*TASKS AND EXERCISES*
1. Decide whether each statement agrees with the germline analysis text below. Mark (a), (b) and (c) yes or no, and quote the words from the text that settle each one. (a) The final analysis included 11,947 patients with advanced cancers. (b) About 17% of patients had a germline LP/P variant in a gene with therapeutic implications. (c) PALB2 accounted for 13% of the variants associated with therapeutically actionable findings.
2. Please carry the germline analysis text below forward, starting after its last sentence.

*TEXT UNDER STUDY*
=== Section Start ===

A recent study recommended germline sequence analysis as an addition to tumor sequence analysis in patients with advanced cancer as this could help guide treatment. The results were published in the Journal of Clinical Oncology.
The researchers identified patients undergoing tumor genomic profiling who agreed to undergo germline cancer predisposition gene analysis between 2015 and 2019. A precision oncology knowledge base was used to stratify therapeutic actionability among patients who had germline likely pathogenic or pathogenic (LP/P) alterations.
The final analysis comprised 11,947 patients with advanced cancers, representing more than 50 malignancies. Overall, 17% of patients had a germline LP/P variant; per oncology knowledge base classification, 9% of patients had an LP/P variant in a gene with therapeutic implications, including about 4% each with level 1 and level 3B, and less than 1% with level 4. Variants associated with therapeutically actionable findings included BRCA1/2 (42%), CHEK2 (13%), ATM (12%), mismatch repair genes (11%), and PALB2 (5%).

=== Section End ===

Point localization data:

=== Section Start ===

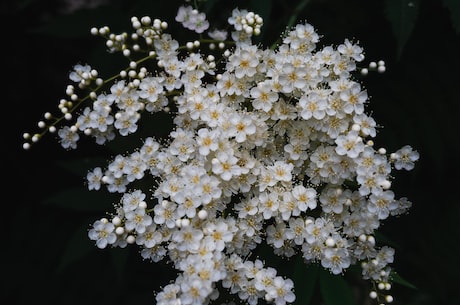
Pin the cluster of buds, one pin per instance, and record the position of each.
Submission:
(269, 146)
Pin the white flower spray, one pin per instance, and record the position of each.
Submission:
(269, 146)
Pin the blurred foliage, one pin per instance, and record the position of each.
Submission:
(50, 258)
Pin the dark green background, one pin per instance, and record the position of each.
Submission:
(416, 101)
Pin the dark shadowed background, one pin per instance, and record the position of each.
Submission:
(47, 257)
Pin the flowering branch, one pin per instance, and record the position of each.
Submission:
(270, 146)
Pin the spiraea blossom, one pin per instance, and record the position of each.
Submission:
(270, 146)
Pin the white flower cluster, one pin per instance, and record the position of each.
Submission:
(269, 146)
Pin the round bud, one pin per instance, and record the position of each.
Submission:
(116, 220)
(185, 222)
(202, 214)
(132, 73)
(119, 230)
(146, 20)
(385, 184)
(373, 294)
(371, 239)
(330, 242)
(388, 298)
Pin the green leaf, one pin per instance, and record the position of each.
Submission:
(402, 15)
(334, 289)
(305, 278)
(454, 9)
(80, 199)
(78, 246)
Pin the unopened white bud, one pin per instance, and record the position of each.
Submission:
(116, 220)
(385, 184)
(203, 214)
(330, 242)
(373, 294)
(185, 222)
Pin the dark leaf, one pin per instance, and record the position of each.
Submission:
(399, 280)
(80, 199)
(454, 9)
(402, 15)
(78, 246)
(334, 289)
(305, 278)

=== Section End ===

*LIST OF ANSWERS*
1.
(a) Yes: "The final analysis comprised 11,947 patients with advanced cancers"
(b) No: "9% of patients had an LP/P variant in a gene with therapeutic implications"
(c) No: "PALB2 (5%)"

2.
A separate analysis was conducted of patients with metastatic or recurrent cancer (n=9,079). Among these patients, 8% had level 1 or 3B genetic findings; 3.2% of the cohort underwent germline genotype–directed therapy, including patients with level 1 (61%) and level 3B findings (18%). Germline genotype–directed therapy was received by 54% of BRCA1/2, 75% of mismatch repair, 43% of PALB2, 35% of RAD51C/D, 24% of BRIP1, and 19% of ATM carriers.
“In a pan-cancer analysis, 8% of patients with advanced cancer harbored a germline variant with therapeutic actionability with 40% of these patients receiving germline genotype–directed treatment. Germline sequence analysis is additive to tumor sequence analysis for therapy selection and should be considered for all patients with advanced cancer,” the researchers wrote in their conclusion.